◆ Extracted data ◆

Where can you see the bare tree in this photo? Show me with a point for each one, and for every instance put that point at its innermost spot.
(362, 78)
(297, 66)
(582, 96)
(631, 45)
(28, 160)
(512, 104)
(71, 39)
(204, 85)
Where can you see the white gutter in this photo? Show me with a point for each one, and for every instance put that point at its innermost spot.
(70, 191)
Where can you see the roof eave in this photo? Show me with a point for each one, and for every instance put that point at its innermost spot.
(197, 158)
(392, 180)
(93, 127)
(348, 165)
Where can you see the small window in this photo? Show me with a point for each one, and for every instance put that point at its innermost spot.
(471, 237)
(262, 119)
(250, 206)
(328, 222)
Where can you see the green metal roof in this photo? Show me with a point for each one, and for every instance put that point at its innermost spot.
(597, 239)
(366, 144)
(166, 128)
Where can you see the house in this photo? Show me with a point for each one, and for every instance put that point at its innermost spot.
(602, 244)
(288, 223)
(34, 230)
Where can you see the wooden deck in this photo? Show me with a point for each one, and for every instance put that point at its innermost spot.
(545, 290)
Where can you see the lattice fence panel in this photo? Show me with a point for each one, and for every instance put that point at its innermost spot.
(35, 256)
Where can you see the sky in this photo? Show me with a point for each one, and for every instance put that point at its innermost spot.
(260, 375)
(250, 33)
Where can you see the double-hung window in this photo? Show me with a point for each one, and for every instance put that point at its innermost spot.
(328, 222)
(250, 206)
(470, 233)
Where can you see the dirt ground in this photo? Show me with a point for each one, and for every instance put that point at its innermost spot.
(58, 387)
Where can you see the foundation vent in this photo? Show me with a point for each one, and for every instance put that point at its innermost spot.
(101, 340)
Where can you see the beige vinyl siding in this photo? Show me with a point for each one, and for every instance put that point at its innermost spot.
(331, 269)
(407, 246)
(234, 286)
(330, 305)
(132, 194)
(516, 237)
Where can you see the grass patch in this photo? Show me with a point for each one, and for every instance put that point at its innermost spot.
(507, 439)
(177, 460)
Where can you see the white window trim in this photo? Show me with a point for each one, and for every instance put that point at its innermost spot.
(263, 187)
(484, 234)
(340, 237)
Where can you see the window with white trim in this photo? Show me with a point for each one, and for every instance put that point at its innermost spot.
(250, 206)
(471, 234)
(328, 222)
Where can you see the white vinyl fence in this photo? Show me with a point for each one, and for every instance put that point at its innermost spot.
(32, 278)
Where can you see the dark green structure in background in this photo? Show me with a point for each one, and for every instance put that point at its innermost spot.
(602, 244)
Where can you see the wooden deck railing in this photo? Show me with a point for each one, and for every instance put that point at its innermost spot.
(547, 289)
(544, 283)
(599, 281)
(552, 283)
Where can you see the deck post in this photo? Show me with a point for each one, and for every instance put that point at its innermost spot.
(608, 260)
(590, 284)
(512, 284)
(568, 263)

◆ Instructions for the task ◆
Only the lines from the one with "Where can you see the white window" to the end of the entries above belong in your answer. Retype them exactly.

◆ Written answer ◆
Where can you see the white window trim in this photo? Show me with a point for each one, and for every instance put that point at its innermost spot.
(263, 187)
(484, 234)
(340, 237)
Where can you see the window with white trim in this photo? Show me with a point for each one, and for every instance put that point at its innermost spot.
(250, 206)
(471, 234)
(328, 222)
Where can you see the white vinyl fence in this photo? Show me with a point for each one, and for every instance put that point at its innermost spot.
(32, 278)
Where can you see the dark green structure in background in this photo? Show me with a point for each one, and for every instance put that point at its innermost spot.
(602, 244)
Where can you see the wooden deck railing in this photo? Show me with a point for each one, and for every instance put that point at its innermost spot.
(547, 289)
(544, 283)
(599, 281)
(552, 283)
Where can you see the deck post in this photo? Show me with a point for each one, and for every instance put that point at its innermost spot.
(608, 260)
(590, 284)
(512, 284)
(568, 263)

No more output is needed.